What the task requires> Reproduce the following lines verbatim, leaving out the pictures.

--- --- ---

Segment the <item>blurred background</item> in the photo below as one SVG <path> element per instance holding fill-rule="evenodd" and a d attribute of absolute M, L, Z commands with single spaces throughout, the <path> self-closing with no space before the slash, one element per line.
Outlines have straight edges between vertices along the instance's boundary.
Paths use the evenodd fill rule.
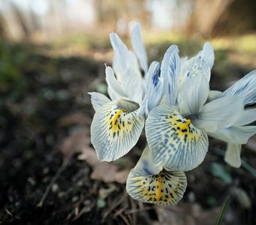
<path fill-rule="evenodd" d="M 183 200 L 169 207 L 126 193 L 145 136 L 123 158 L 97 161 L 87 92 L 107 94 L 108 34 L 131 48 L 133 21 L 142 23 L 149 62 L 172 44 L 192 56 L 211 41 L 212 89 L 256 68 L 253 0 L 1 1 L 0 223 L 215 224 L 229 196 L 223 224 L 256 224 L 255 136 L 242 146 L 239 169 L 224 162 L 225 143 L 210 140 L 204 162 L 187 173 Z"/>

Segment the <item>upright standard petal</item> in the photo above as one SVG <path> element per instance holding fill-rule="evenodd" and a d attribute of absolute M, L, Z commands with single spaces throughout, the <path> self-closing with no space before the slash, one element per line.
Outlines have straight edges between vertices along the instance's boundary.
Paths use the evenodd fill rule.
<path fill-rule="evenodd" d="M 199 119 L 194 120 L 194 124 L 207 132 L 215 132 L 232 126 L 243 111 L 242 98 L 226 96 L 204 105 L 197 114 Z"/>
<path fill-rule="evenodd" d="M 215 61 L 215 53 L 211 43 L 206 42 L 204 44 L 203 50 L 200 52 L 200 56 L 206 61 L 210 69 L 212 69 Z"/>
<path fill-rule="evenodd" d="M 103 105 L 93 117 L 91 142 L 100 160 L 112 161 L 126 154 L 137 142 L 144 127 L 139 106 L 126 100 Z"/>
<path fill-rule="evenodd" d="M 146 121 L 146 136 L 156 165 L 172 170 L 190 170 L 203 160 L 208 151 L 208 136 L 182 117 L 177 107 L 154 108 Z"/>
<path fill-rule="evenodd" d="M 184 172 L 165 169 L 157 175 L 148 177 L 131 170 L 126 182 L 126 191 L 132 198 L 153 204 L 176 204 L 182 198 L 186 188 Z"/>
<path fill-rule="evenodd" d="M 206 101 L 209 92 L 209 81 L 205 77 L 187 77 L 182 83 L 178 95 L 181 113 L 184 116 L 197 114 Z"/>
<path fill-rule="evenodd" d="M 256 121 L 256 108 L 245 107 L 236 125 L 246 125 Z"/>
<path fill-rule="evenodd" d="M 136 23 L 131 32 L 133 48 L 139 58 L 139 64 L 145 74 L 148 73 L 148 57 L 141 34 L 141 26 Z"/>
<path fill-rule="evenodd" d="M 154 164 L 148 146 L 144 149 L 136 166 L 133 168 L 136 173 L 145 177 L 157 175 L 162 170 L 163 166 L 157 166 Z"/>
<path fill-rule="evenodd" d="M 121 84 L 116 80 L 111 67 L 105 68 L 105 80 L 108 84 L 108 94 L 113 100 L 127 98 L 127 94 L 123 92 Z"/>
<path fill-rule="evenodd" d="M 256 70 L 252 70 L 223 92 L 223 96 L 233 95 L 244 96 L 245 106 L 256 103 Z"/>
<path fill-rule="evenodd" d="M 95 111 L 97 111 L 102 106 L 110 102 L 110 99 L 104 94 L 98 92 L 88 92 L 90 95 L 90 100 Z"/>
<path fill-rule="evenodd" d="M 160 76 L 163 79 L 163 94 L 166 96 L 166 103 L 171 105 L 175 105 L 177 103 L 180 74 L 178 46 L 172 45 L 164 54 L 161 64 Z"/>
<path fill-rule="evenodd" d="M 123 69 L 126 68 L 128 60 L 128 48 L 115 33 L 109 34 L 114 56 L 113 60 L 113 68 L 117 76 L 117 80 L 121 80 Z"/>
<path fill-rule="evenodd" d="M 145 96 L 142 105 L 138 110 L 138 116 L 148 112 L 157 106 L 161 99 L 163 93 L 163 79 L 160 77 L 160 64 L 158 62 L 153 62 L 146 76 Z"/>
<path fill-rule="evenodd" d="M 236 168 L 241 166 L 241 145 L 227 144 L 224 160 L 230 166 Z"/>

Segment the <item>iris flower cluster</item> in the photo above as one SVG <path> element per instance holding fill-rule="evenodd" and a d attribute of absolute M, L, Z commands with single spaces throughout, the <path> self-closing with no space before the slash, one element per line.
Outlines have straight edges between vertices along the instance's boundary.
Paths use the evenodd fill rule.
<path fill-rule="evenodd" d="M 187 188 L 184 172 L 199 166 L 209 136 L 227 142 L 224 158 L 241 165 L 241 145 L 256 134 L 256 70 L 224 92 L 210 91 L 214 50 L 206 42 L 195 56 L 180 58 L 172 45 L 161 63 L 148 64 L 136 24 L 131 32 L 133 51 L 115 33 L 113 68 L 106 66 L 110 98 L 90 92 L 96 111 L 91 142 L 100 160 L 113 161 L 136 144 L 143 129 L 147 146 L 131 170 L 126 190 L 135 200 L 175 204 Z M 142 74 L 144 74 L 142 76 Z"/>

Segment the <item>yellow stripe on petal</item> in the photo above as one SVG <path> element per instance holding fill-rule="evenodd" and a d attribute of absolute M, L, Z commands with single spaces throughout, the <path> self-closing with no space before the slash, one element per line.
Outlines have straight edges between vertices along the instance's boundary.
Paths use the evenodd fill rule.
<path fill-rule="evenodd" d="M 126 154 L 137 142 L 145 119 L 138 117 L 136 104 L 111 101 L 95 113 L 91 141 L 100 160 L 112 161 Z"/>
<path fill-rule="evenodd" d="M 208 151 L 206 133 L 181 116 L 175 106 L 154 108 L 146 122 L 146 136 L 153 161 L 173 170 L 190 170 Z"/>
<path fill-rule="evenodd" d="M 130 196 L 143 202 L 170 205 L 176 204 L 187 188 L 186 176 L 182 171 L 163 170 L 157 175 L 145 177 L 132 170 L 126 183 Z"/>

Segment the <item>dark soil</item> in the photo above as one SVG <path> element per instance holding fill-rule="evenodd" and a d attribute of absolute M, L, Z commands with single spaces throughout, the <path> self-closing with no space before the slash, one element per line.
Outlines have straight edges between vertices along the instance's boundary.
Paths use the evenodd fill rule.
<path fill-rule="evenodd" d="M 92 180 L 92 168 L 78 160 L 78 154 L 63 158 L 60 151 L 61 143 L 74 130 L 90 129 L 94 111 L 87 92 L 104 84 L 104 63 L 35 53 L 26 62 L 20 79 L 12 81 L 1 97 L 0 224 L 167 224 L 158 206 L 134 201 L 124 184 Z M 25 80 L 25 87 L 20 88 L 20 80 Z M 59 124 L 62 118 L 75 112 L 82 113 L 88 121 Z M 143 146 L 142 142 L 139 145 Z M 197 224 L 214 224 L 216 214 L 211 214 L 211 210 L 218 212 L 229 195 L 224 224 L 256 224 L 255 177 L 244 167 L 226 165 L 221 155 L 224 149 L 224 143 L 211 140 L 205 161 L 187 174 L 187 189 L 178 207 L 183 216 L 192 215 Z M 138 151 L 135 148 L 127 156 L 133 164 L 139 158 Z M 245 149 L 242 155 L 256 167 L 255 153 Z M 210 168 L 215 162 L 231 178 L 230 183 L 212 175 Z M 245 197 L 233 194 L 236 188 L 245 192 Z M 102 202 L 100 196 L 106 190 L 111 190 Z M 245 203 L 246 196 L 251 206 Z M 191 212 L 195 206 L 200 206 L 201 216 Z M 208 219 L 212 218 L 209 223 L 203 219 L 206 212 Z"/>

--- --- ---

Response>
Segment the <item>blurred background</item> in the photo below as one SVG <path> element per instance holding fill-rule="evenodd" and a d attribute of absolute M, L, Z commands with single spaces throughout, the <path> self-closing with no space before the slash, one element per line.
Outlines have straight edges between vertices along the instance's boundary.
Paths use the evenodd fill rule.
<path fill-rule="evenodd" d="M 183 200 L 169 207 L 126 193 L 145 136 L 123 158 L 97 161 L 87 92 L 107 94 L 108 34 L 131 48 L 133 21 L 142 23 L 149 62 L 172 44 L 192 56 L 211 41 L 212 89 L 256 68 L 253 0 L 1 1 L 0 223 L 215 224 L 229 196 L 223 224 L 256 224 L 255 136 L 242 146 L 239 169 L 224 162 L 225 143 L 210 140 L 204 162 L 187 173 Z"/>

Segment the <item>upright standard petal</item> in the photo above as one SVG <path> element per instance holding fill-rule="evenodd" and a d attribute of absolute M, L, Z commands with single spaces throughout, the <path> self-closing with no space before the slash, one element per line.
Outlines have straight edges between vertices along the instance's boundary.
Paths use the evenodd fill rule.
<path fill-rule="evenodd" d="M 199 119 L 194 120 L 194 124 L 207 132 L 215 132 L 232 126 L 243 111 L 242 98 L 226 96 L 204 105 L 197 114 Z"/>
<path fill-rule="evenodd" d="M 215 61 L 215 53 L 211 43 L 206 42 L 204 44 L 203 50 L 200 52 L 200 56 L 206 61 L 210 69 L 212 69 Z"/>
<path fill-rule="evenodd" d="M 103 105 L 93 117 L 91 142 L 100 160 L 112 161 L 126 154 L 137 142 L 144 127 L 139 106 L 126 100 Z"/>
<path fill-rule="evenodd" d="M 146 121 L 146 136 L 156 165 L 172 170 L 190 170 L 203 160 L 208 151 L 208 136 L 182 117 L 177 107 L 154 108 Z"/>
<path fill-rule="evenodd" d="M 184 172 L 165 169 L 157 175 L 148 177 L 131 170 L 126 182 L 126 191 L 132 198 L 153 204 L 176 204 L 182 198 L 186 188 Z"/>
<path fill-rule="evenodd" d="M 206 101 L 209 92 L 209 81 L 205 77 L 187 77 L 182 83 L 178 95 L 181 113 L 184 116 L 197 114 Z"/>
<path fill-rule="evenodd" d="M 256 121 L 256 108 L 245 107 L 236 125 L 246 125 Z"/>
<path fill-rule="evenodd" d="M 136 23 L 131 32 L 133 48 L 139 58 L 139 64 L 145 74 L 148 73 L 148 57 L 141 34 L 141 26 Z"/>
<path fill-rule="evenodd" d="M 154 164 L 148 146 L 144 149 L 136 166 L 133 168 L 136 173 L 145 177 L 157 175 L 162 170 L 163 166 L 157 166 Z"/>
<path fill-rule="evenodd" d="M 121 84 L 116 80 L 111 67 L 105 68 L 105 80 L 108 84 L 108 94 L 113 100 L 127 98 L 127 94 L 123 92 Z"/>
<path fill-rule="evenodd" d="M 256 70 L 252 70 L 223 92 L 223 96 L 233 95 L 244 96 L 245 106 L 256 103 Z"/>
<path fill-rule="evenodd" d="M 95 111 L 97 111 L 102 106 L 110 102 L 110 99 L 104 94 L 98 92 L 88 92 L 90 95 L 90 100 Z"/>
<path fill-rule="evenodd" d="M 160 76 L 163 79 L 163 94 L 166 96 L 166 103 L 171 105 L 175 105 L 177 103 L 180 74 L 178 46 L 172 45 L 164 54 L 161 64 Z"/>
<path fill-rule="evenodd" d="M 123 69 L 126 68 L 128 60 L 128 48 L 115 33 L 109 34 L 114 56 L 113 60 L 113 68 L 117 76 L 117 80 L 121 80 Z"/>
<path fill-rule="evenodd" d="M 145 96 L 142 105 L 138 110 L 138 116 L 148 112 L 157 106 L 161 99 L 163 93 L 163 79 L 160 77 L 160 64 L 158 62 L 153 62 L 146 76 Z"/>
<path fill-rule="evenodd" d="M 236 168 L 241 166 L 241 145 L 227 144 L 224 160 L 230 166 Z"/>

Segment the <item>iris flower cluster</item> in the photo above as one SVG <path> element per instance holding fill-rule="evenodd" and a d attribute of absolute M, L, Z commands with single spaces throughout, the <path> self-closing with no space before the slash, one element per line.
Outlines have straight edges between vertices along the instance's boundary.
Paths use the evenodd fill rule.
<path fill-rule="evenodd" d="M 187 188 L 184 172 L 199 166 L 209 136 L 227 142 L 224 158 L 241 165 L 241 145 L 256 134 L 256 70 L 224 92 L 210 91 L 214 50 L 206 42 L 195 56 L 180 58 L 172 45 L 161 63 L 148 64 L 136 24 L 131 32 L 133 51 L 115 33 L 113 68 L 106 66 L 110 98 L 90 92 L 96 111 L 91 142 L 100 160 L 113 161 L 136 144 L 143 129 L 147 146 L 131 170 L 126 190 L 135 200 L 175 204 Z M 142 74 L 144 74 L 142 76 Z"/>

Segment the <item>yellow stripe on petal</item> in the photo above as one SVG <path> element per instance holding fill-rule="evenodd" and a d attribute of absolute M, L, Z commands with single spaces throughout, the <path> self-closing with no space before the slash, one element per line.
Outlines have straight edges between vertices along the instance's boundary.
Paths use the evenodd fill rule.
<path fill-rule="evenodd" d="M 126 154 L 137 142 L 145 119 L 138 117 L 136 104 L 111 101 L 95 113 L 91 141 L 100 160 L 112 161 Z"/>
<path fill-rule="evenodd" d="M 208 151 L 206 133 L 181 116 L 175 106 L 154 108 L 146 122 L 146 136 L 153 161 L 173 170 L 190 170 Z"/>
<path fill-rule="evenodd" d="M 130 196 L 143 202 L 170 205 L 176 204 L 187 188 L 186 176 L 182 171 L 163 170 L 157 175 L 145 177 L 132 170 L 126 183 Z"/>

Segment the <item>dark soil</item> in the photo above as one SVG <path> element per instance holding fill-rule="evenodd" and a d attribute of absolute M, L, Z commands with single spaces throughout, the <path> self-closing with no space before the slash, one element per line.
Outlines have straight edges between vertices along the instance's boundary.
Paths use the evenodd fill rule.
<path fill-rule="evenodd" d="M 92 180 L 92 168 L 78 160 L 78 154 L 63 158 L 60 151 L 61 143 L 74 130 L 90 129 L 94 111 L 87 92 L 104 84 L 104 63 L 35 53 L 26 62 L 20 79 L 12 81 L 1 97 L 0 224 L 167 224 L 158 206 L 134 201 L 124 184 Z M 25 80 L 25 87 L 20 88 L 20 80 Z M 59 124 L 62 118 L 75 112 L 82 113 L 88 121 Z M 143 146 L 142 142 L 139 145 Z M 197 224 L 214 224 L 216 214 L 211 214 L 211 210 L 218 212 L 229 195 L 224 224 L 256 224 L 255 177 L 244 167 L 226 165 L 221 155 L 224 149 L 224 143 L 211 140 L 205 161 L 187 174 L 187 189 L 178 207 L 183 216 L 192 215 Z M 138 151 L 135 148 L 127 156 L 133 164 L 139 158 Z M 245 149 L 242 155 L 256 167 L 255 153 Z M 210 168 L 215 162 L 231 178 L 230 183 L 212 175 Z M 245 197 L 233 194 L 236 188 L 245 192 Z M 102 202 L 100 196 L 106 190 L 111 190 Z M 245 203 L 246 196 L 251 206 Z M 191 212 L 195 206 L 200 206 L 201 216 Z M 208 219 L 212 218 L 209 223 L 203 219 L 206 212 Z"/>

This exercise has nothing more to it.